--- Start DATA SHOWN ---

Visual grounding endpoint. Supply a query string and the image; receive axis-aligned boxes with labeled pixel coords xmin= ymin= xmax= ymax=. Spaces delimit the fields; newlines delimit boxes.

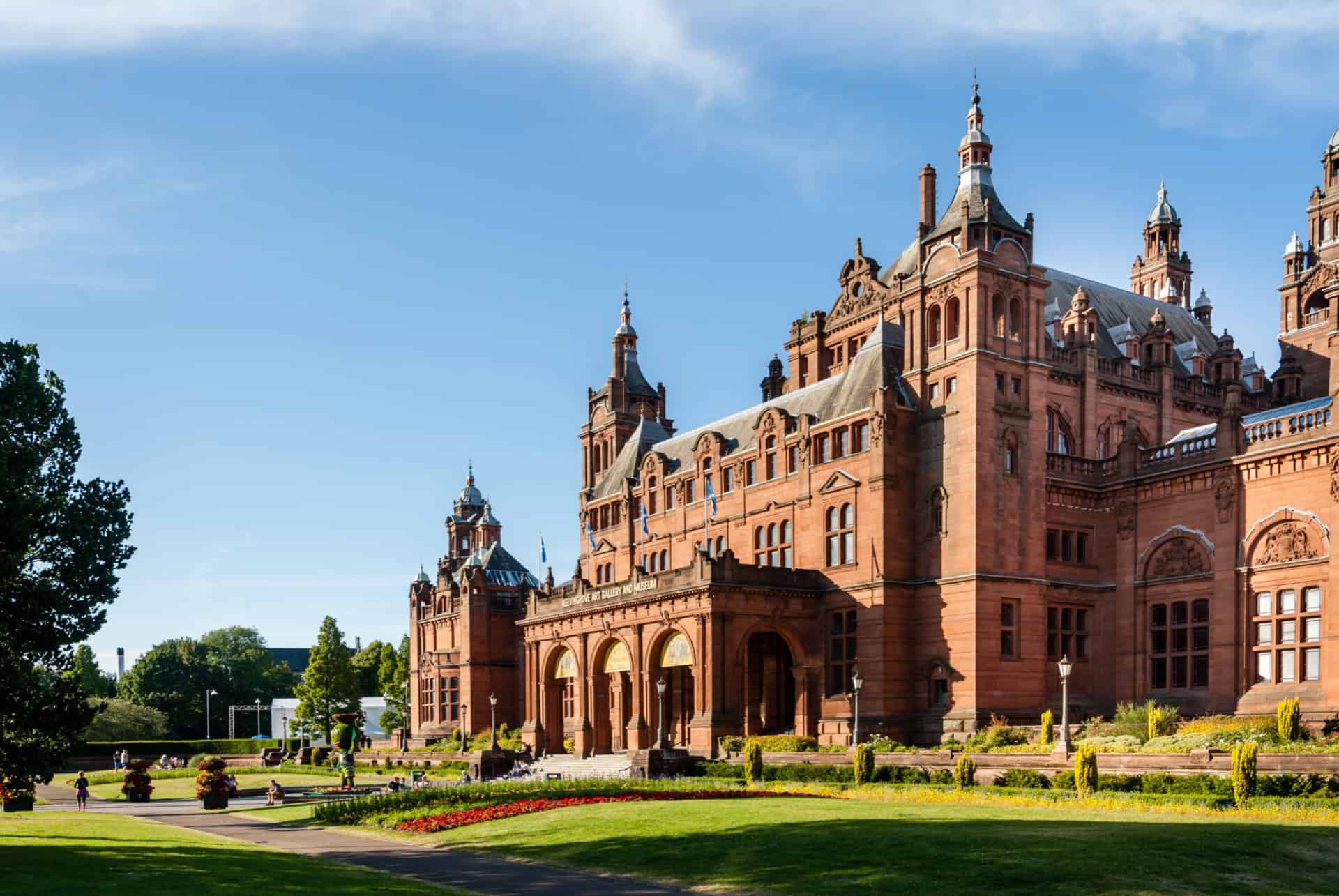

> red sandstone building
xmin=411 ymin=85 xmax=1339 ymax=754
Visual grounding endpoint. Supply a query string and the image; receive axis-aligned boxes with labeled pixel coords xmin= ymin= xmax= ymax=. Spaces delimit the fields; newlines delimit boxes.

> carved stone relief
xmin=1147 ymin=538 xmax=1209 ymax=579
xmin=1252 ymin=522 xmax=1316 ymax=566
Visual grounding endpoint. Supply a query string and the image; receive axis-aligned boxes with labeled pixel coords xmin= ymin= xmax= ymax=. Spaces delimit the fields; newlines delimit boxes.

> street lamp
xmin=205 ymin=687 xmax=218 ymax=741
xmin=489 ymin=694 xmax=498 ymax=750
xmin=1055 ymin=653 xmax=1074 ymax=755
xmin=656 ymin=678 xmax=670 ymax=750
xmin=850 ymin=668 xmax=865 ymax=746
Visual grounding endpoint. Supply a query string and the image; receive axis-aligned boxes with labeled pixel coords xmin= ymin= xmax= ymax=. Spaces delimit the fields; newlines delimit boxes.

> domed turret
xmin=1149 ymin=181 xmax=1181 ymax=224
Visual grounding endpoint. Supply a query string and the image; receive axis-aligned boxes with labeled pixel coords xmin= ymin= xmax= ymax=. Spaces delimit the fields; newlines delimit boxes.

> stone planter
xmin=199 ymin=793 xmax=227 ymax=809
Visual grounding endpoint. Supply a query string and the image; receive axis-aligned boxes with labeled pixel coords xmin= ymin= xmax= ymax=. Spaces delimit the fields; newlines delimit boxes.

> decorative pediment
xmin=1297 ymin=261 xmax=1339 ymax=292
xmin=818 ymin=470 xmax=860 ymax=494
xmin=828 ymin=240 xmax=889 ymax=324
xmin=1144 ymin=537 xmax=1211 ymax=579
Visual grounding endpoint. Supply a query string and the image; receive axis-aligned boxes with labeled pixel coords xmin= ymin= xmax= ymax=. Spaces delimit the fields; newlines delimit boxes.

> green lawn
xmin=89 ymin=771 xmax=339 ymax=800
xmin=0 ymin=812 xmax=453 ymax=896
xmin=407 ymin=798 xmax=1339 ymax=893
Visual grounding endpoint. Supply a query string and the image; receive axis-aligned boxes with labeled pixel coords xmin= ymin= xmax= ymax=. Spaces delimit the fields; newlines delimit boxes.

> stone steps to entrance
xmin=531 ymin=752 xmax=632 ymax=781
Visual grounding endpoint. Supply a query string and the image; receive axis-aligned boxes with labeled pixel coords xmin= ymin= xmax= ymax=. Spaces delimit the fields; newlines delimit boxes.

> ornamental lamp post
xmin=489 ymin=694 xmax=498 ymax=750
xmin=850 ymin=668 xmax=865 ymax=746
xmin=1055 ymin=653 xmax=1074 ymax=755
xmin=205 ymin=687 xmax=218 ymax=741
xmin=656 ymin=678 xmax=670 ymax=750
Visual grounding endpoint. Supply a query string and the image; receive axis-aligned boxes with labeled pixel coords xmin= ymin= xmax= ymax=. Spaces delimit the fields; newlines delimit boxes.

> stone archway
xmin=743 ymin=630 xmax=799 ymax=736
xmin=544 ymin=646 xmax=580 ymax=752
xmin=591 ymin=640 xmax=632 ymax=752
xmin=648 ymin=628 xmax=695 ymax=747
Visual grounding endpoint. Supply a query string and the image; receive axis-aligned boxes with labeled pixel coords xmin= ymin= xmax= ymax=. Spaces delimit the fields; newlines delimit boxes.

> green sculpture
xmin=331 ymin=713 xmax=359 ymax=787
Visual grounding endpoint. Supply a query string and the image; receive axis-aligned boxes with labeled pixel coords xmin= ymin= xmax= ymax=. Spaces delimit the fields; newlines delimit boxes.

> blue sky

--- End DATA SHOWN ---

> [STATED GOAL]: Reproduce every item above word for word, omitting the picture.

> [FINAL RESULT]:
Visual grounding endpoint. Supply a query string and the image; receive axis-aligned boxes with labeled pixel coords xmin= ymin= xmax= ymax=. Spaces delimit the fields; newlines delimit boxes.


> red sandstone building
xmin=411 ymin=85 xmax=1339 ymax=754
Visual grounding endpoint. Supply a query string and the image; receive axis-aligned boxes with labeled pixel coords xmin= ymin= xmax= ymax=. Spaces delimit the fields; newlines delimit boxes.

> carved stone relief
xmin=1147 ymin=538 xmax=1209 ymax=579
xmin=1252 ymin=522 xmax=1316 ymax=566
Visual grounding endpoint. Supply a query string and the image; receive axis-aligned boxes with labeled pixel coords xmin= ymin= xmax= ymax=. Spaces delimit the fields; newlines delimit boxes.

> street lamp
xmin=205 ymin=687 xmax=218 ymax=741
xmin=489 ymin=694 xmax=498 ymax=750
xmin=1055 ymin=653 xmax=1074 ymax=755
xmin=656 ymin=678 xmax=670 ymax=750
xmin=850 ymin=668 xmax=865 ymax=746
Visual grounding endpoint. Supply a query string and the image; receive axis-aligned boxes with labeled pixel coords xmin= ymin= xmax= ymax=. Spaces delimit the fields; newlines delimit boxes.

> domed turret
xmin=1149 ymin=181 xmax=1181 ymax=224
Visual grounding endpoint. Supply a query string and the image; receive axis-aligned boxes with labeled pixel coords xmin= ymin= xmax= ymax=. Spaces delimit the fields; newlines delimit boxes.

> stone planter
xmin=199 ymin=793 xmax=227 ymax=809
Visual grounding endpoint. Supply a query string and the image; receive axis-aligned boxes with labeled pixel coords xmin= ymin= xmax= ymax=. Spaces delimit the fields; newlines delimit boxes.

> decorative pediment
xmin=1297 ymin=261 xmax=1339 ymax=292
xmin=818 ymin=470 xmax=860 ymax=494
xmin=828 ymin=240 xmax=889 ymax=324
xmin=1144 ymin=537 xmax=1211 ymax=579
Visual grounding endpoint. Supply a query string and the image; receive axis-aligned boxes with labeled pixel coords xmin= ymin= xmax= ymax=. Spaces delimit the fields; newlines delimit boxes.

> green lawn
xmin=89 ymin=771 xmax=339 ymax=800
xmin=0 ymin=812 xmax=453 ymax=896
xmin=407 ymin=798 xmax=1339 ymax=893
Visual grounding endpoint. Supply a query string and the image; receive axis-aligned boxes with labeled pixel coords xmin= ymin= xmax= ymax=. Spaces delimit the fields; newlines delimit boxes.

> stone steps to entrance
xmin=531 ymin=752 xmax=632 ymax=781
Visual grounding endpoint. Supply a query string and the image; receive axis-aligned boxes with labeled pixel coords xmin= ymin= xmax= ymax=. Spaces delimit the fields; newlines delimit boxes.

> ornamental lamp post
xmin=489 ymin=694 xmax=498 ymax=750
xmin=850 ymin=668 xmax=865 ymax=746
xmin=1055 ymin=653 xmax=1074 ymax=755
xmin=205 ymin=687 xmax=218 ymax=741
xmin=656 ymin=678 xmax=670 ymax=750
Visual grounding endpoint. Supply a query string and the image; receive axis-aligned boxes with labeled pixel coords xmin= ymin= xmax= ymax=. Spaces delimit the fields; newlines delimit boxes.

> stone archway
xmin=743 ymin=630 xmax=799 ymax=736
xmin=544 ymin=646 xmax=580 ymax=752
xmin=591 ymin=640 xmax=632 ymax=752
xmin=648 ymin=628 xmax=695 ymax=747
Visual grounding endpoint. Supply a query string and the image; receive axis-aligned boxes with labeled pixel coords xmin= ymin= xmax= ymax=. Spaces delimit the fields; newlines delimit boxes.

> green sculpture
xmin=331 ymin=713 xmax=359 ymax=787
Visual grounding endpoint. Supply a query string and the image; receive axis-aligned boxes with labeled pixel coords xmin= ymin= xmax= ymax=. Spaces delimit the fields; newlines delimit boxes.

> blue sky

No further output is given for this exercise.